■ WORK TO BE COMPLETED
Locate each line in the entries below that contains the word "window". Copy those lines in full.

-- START RAW DATA --

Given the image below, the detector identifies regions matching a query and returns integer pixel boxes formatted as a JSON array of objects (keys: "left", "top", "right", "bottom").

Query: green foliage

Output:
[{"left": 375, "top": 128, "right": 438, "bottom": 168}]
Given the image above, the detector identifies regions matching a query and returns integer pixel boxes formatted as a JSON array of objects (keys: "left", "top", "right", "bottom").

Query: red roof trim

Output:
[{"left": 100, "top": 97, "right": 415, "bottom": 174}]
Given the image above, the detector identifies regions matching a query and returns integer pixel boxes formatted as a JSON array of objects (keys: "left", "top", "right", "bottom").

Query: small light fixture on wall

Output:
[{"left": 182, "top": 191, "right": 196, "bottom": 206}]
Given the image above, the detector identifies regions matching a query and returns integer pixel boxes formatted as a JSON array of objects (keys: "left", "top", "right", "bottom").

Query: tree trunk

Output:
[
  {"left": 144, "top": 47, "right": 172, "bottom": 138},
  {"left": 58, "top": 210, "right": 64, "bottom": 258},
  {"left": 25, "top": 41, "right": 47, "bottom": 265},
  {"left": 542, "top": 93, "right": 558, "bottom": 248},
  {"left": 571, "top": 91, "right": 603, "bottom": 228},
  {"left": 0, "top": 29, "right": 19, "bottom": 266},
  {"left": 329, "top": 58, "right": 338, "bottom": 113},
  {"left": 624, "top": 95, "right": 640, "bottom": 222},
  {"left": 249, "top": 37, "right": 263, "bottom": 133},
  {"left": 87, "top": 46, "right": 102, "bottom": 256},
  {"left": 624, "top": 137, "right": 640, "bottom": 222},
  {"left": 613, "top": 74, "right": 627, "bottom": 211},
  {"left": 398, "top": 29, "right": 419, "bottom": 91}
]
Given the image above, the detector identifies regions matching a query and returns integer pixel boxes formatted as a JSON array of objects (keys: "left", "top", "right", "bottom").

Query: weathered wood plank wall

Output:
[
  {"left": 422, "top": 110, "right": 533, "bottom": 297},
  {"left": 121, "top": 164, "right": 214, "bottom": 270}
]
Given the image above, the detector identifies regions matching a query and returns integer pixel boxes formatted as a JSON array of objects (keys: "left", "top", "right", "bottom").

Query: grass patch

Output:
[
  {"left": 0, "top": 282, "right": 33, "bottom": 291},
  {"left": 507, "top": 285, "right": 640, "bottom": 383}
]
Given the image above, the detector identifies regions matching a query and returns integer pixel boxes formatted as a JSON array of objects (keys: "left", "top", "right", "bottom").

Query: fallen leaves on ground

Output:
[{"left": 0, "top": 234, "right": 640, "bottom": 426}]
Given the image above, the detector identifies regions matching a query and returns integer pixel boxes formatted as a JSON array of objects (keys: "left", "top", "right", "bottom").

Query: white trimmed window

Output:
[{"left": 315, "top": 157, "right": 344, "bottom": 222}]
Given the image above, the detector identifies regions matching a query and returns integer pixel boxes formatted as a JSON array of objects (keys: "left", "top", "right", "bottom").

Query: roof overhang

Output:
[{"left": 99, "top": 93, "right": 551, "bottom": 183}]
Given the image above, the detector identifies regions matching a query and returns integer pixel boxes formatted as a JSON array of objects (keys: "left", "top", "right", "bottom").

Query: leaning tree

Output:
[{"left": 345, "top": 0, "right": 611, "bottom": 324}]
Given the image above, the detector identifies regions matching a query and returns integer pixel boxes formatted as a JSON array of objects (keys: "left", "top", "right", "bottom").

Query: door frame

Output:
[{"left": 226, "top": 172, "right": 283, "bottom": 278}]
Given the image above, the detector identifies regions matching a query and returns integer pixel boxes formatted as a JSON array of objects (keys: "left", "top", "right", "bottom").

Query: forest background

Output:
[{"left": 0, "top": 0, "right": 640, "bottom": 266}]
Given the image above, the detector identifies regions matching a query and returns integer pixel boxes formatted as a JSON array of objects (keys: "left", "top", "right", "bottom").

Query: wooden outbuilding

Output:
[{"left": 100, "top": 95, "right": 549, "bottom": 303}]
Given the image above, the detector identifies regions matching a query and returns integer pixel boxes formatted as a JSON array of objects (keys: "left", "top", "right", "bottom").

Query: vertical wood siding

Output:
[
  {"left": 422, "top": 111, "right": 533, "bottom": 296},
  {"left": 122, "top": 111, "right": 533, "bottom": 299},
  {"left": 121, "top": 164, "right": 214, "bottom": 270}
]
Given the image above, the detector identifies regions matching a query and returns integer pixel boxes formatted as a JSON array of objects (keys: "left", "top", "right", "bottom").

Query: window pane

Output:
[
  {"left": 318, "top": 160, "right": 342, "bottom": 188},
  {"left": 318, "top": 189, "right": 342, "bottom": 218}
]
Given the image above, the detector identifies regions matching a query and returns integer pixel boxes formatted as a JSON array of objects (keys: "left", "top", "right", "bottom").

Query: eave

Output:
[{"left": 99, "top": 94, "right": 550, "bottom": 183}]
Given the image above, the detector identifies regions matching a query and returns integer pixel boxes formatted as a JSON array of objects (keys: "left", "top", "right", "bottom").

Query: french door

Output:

-- END RAW DATA --

■ TASK SOLUTION
Query: white trimmed window
Query: window pane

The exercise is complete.